Start of Task inputs

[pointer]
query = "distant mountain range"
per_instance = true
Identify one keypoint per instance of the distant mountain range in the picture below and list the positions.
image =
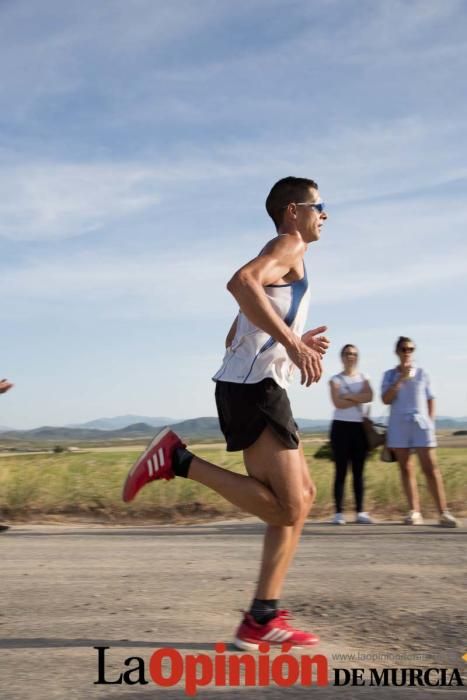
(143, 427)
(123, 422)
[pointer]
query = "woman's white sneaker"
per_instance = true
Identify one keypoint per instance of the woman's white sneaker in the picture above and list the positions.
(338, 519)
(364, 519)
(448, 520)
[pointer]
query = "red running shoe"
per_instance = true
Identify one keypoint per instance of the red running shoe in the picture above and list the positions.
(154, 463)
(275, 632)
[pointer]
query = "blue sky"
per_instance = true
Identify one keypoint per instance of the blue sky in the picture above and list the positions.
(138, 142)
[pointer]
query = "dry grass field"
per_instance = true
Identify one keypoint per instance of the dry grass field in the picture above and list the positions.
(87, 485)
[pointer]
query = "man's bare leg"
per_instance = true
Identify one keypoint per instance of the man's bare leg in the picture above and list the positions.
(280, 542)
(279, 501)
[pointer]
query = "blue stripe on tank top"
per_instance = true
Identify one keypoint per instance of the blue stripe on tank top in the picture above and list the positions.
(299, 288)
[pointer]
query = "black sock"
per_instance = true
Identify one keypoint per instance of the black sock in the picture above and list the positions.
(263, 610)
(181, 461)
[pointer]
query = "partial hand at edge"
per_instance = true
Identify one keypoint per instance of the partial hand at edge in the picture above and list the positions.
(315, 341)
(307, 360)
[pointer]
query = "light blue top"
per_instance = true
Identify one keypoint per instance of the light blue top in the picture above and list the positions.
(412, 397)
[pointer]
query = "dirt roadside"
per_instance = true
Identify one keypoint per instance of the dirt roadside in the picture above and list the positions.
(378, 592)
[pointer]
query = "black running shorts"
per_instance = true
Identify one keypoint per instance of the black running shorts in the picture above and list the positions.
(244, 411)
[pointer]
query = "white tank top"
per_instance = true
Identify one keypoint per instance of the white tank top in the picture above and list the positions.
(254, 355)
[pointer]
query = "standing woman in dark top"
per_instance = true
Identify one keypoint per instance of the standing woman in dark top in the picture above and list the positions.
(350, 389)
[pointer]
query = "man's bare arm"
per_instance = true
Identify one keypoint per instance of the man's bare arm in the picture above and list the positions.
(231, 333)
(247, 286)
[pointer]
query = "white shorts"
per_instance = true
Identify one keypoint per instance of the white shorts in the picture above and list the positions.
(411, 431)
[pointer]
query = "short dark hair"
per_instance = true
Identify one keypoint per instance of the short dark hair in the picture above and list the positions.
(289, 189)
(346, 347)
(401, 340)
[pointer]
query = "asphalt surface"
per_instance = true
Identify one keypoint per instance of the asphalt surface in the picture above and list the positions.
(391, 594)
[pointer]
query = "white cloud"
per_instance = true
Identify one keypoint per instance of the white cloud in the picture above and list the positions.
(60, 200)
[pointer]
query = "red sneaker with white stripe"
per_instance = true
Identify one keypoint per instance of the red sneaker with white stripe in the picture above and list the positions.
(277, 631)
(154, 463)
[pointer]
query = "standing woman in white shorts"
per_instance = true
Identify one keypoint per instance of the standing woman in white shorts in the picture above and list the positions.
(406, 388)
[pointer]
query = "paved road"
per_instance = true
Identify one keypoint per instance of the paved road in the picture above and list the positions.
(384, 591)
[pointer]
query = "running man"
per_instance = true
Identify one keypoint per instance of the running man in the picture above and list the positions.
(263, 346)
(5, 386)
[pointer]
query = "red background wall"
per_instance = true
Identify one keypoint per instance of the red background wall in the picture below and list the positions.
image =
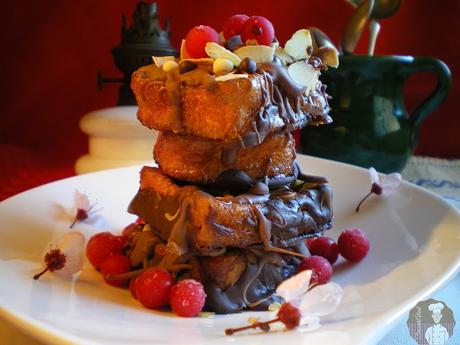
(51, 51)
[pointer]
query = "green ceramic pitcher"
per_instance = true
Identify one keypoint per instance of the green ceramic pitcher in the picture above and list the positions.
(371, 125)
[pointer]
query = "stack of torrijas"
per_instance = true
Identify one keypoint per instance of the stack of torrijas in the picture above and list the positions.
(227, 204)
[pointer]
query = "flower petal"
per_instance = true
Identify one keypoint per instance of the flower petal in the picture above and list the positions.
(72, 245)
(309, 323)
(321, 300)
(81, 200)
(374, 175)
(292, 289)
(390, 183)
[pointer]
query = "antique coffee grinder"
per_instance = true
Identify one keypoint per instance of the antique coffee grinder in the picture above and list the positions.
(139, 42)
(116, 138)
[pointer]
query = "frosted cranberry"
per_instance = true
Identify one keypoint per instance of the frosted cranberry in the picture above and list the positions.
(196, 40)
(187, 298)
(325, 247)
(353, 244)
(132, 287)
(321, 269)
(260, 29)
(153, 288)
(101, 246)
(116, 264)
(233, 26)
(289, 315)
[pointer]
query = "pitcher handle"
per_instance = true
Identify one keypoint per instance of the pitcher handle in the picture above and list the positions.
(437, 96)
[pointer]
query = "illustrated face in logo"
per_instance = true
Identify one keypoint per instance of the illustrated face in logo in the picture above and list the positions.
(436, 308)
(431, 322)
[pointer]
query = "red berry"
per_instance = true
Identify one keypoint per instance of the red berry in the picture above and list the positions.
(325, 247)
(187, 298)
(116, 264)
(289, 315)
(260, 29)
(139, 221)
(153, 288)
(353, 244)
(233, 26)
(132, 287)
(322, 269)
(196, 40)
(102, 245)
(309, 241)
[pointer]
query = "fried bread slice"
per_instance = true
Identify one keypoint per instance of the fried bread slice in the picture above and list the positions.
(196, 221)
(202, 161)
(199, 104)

End of Task inputs
Start of Task inputs

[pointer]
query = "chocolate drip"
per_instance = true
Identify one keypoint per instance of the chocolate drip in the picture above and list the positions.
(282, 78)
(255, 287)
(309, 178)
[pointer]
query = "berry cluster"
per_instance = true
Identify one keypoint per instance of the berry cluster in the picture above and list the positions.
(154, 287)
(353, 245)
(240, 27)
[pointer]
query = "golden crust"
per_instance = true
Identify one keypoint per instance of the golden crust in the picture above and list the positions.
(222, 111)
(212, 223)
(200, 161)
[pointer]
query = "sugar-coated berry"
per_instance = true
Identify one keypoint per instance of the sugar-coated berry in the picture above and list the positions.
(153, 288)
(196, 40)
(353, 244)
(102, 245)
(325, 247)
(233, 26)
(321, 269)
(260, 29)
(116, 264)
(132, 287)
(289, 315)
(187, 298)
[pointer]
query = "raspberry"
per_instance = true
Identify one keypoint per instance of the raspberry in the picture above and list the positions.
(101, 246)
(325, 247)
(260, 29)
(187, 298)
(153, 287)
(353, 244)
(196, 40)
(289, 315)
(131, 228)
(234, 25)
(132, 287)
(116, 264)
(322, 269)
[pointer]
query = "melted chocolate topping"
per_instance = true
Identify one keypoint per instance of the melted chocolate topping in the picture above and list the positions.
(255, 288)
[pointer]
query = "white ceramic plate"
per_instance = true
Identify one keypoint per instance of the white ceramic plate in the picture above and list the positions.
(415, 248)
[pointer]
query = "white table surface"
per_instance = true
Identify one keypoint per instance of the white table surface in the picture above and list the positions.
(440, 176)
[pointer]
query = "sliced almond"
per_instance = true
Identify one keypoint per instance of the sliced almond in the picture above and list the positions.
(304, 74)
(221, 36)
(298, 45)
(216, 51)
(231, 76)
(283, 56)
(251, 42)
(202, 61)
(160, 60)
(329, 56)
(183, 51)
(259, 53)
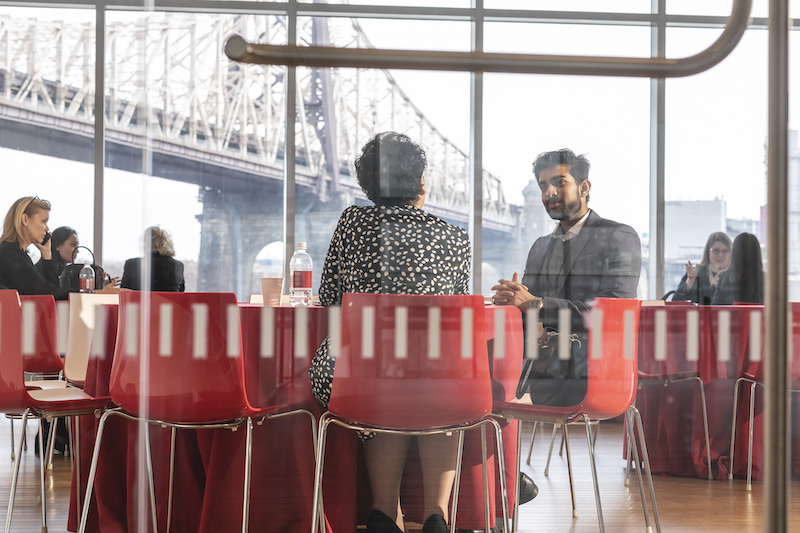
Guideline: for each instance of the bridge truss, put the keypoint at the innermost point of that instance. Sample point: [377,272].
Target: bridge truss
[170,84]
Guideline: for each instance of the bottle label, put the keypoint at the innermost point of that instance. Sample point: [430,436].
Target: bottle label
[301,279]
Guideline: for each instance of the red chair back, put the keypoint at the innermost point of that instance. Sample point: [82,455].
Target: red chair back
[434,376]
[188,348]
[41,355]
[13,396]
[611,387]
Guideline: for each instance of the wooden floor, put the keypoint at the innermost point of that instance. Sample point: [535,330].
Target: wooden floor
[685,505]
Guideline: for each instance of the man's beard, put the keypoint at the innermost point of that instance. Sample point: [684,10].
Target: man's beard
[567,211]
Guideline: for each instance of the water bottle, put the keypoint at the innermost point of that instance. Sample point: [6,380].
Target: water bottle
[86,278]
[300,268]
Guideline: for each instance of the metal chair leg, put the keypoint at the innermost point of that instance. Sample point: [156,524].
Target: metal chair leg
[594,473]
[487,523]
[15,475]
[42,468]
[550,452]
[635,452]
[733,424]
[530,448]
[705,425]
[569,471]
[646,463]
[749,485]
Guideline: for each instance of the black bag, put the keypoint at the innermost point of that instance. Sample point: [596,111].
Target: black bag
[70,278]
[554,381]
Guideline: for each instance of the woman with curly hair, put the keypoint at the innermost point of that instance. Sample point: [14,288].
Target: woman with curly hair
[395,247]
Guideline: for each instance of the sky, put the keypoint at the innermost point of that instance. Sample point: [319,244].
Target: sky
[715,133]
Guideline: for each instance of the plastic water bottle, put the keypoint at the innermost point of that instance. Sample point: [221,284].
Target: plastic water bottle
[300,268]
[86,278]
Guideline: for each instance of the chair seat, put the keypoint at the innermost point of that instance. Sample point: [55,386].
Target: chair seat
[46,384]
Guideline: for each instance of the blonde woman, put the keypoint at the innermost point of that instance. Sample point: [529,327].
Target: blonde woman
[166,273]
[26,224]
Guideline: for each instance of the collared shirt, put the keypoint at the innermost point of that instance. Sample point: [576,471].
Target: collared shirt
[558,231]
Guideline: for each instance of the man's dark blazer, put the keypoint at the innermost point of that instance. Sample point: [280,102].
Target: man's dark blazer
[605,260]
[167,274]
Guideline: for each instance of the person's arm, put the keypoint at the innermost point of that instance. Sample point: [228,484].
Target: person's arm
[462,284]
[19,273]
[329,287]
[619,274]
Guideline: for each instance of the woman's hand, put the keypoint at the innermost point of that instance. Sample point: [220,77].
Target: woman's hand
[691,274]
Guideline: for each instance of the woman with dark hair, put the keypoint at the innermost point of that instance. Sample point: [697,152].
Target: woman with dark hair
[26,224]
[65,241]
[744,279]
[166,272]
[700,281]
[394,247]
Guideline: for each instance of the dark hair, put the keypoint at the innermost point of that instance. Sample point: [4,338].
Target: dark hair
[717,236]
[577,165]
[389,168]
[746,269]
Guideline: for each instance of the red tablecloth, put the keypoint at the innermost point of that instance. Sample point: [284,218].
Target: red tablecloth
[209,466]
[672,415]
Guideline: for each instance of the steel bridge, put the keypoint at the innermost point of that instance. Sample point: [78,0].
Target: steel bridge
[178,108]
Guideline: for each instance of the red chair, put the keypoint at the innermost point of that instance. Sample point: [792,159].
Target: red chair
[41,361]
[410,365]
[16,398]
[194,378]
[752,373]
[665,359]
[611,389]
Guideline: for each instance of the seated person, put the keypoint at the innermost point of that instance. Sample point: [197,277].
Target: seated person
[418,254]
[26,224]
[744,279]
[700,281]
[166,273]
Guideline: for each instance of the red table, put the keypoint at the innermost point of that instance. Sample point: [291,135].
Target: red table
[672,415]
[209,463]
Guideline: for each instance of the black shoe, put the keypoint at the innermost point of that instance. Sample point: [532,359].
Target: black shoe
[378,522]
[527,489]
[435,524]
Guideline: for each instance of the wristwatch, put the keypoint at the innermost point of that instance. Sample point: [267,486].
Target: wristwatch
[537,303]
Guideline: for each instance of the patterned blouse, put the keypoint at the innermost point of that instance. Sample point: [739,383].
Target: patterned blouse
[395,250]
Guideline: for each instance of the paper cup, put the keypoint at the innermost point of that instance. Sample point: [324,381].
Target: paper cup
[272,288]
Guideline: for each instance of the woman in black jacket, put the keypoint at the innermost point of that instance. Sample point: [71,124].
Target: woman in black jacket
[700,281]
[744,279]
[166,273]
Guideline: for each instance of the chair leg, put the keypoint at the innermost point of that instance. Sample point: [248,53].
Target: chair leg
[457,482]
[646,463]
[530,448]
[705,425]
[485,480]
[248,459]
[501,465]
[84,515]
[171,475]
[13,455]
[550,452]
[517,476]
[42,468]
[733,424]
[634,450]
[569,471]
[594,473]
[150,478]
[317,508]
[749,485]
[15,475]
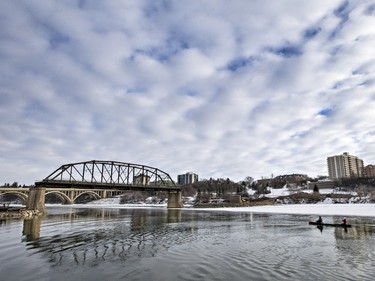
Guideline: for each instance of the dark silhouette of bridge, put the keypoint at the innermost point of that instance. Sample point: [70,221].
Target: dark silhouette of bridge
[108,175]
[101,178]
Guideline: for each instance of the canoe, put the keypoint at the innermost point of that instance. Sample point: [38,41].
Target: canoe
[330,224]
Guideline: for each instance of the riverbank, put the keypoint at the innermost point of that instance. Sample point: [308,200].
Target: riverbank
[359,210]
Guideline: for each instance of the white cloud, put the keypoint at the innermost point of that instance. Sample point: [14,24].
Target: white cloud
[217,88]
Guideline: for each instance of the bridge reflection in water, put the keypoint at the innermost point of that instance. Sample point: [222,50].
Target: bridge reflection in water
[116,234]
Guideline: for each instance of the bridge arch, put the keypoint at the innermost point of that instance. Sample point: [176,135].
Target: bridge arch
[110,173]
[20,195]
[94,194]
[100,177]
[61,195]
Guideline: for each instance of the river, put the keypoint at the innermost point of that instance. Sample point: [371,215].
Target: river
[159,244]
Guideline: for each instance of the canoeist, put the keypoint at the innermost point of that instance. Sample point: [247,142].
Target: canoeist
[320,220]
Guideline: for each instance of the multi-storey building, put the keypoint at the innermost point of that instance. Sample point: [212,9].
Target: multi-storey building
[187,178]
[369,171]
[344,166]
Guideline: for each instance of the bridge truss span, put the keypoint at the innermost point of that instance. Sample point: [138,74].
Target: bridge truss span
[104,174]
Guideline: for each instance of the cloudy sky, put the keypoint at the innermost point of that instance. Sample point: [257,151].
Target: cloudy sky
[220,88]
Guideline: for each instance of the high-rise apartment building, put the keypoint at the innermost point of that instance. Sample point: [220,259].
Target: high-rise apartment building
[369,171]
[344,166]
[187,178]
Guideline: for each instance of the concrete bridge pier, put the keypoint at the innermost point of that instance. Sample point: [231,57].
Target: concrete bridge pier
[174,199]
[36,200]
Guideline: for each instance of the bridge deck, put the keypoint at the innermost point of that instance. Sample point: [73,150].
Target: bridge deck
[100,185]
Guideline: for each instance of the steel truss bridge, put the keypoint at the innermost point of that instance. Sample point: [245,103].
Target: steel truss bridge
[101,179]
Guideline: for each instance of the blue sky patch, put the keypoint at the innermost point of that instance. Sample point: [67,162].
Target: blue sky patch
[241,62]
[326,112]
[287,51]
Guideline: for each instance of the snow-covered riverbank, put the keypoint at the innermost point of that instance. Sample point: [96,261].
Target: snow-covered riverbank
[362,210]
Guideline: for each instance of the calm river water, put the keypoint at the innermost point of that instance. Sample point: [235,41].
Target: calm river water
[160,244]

End of Task inputs

▸ Directions: Count how many lines in the listing contain the string "range". Only that number should be given.

▸ Answer to the problem: 2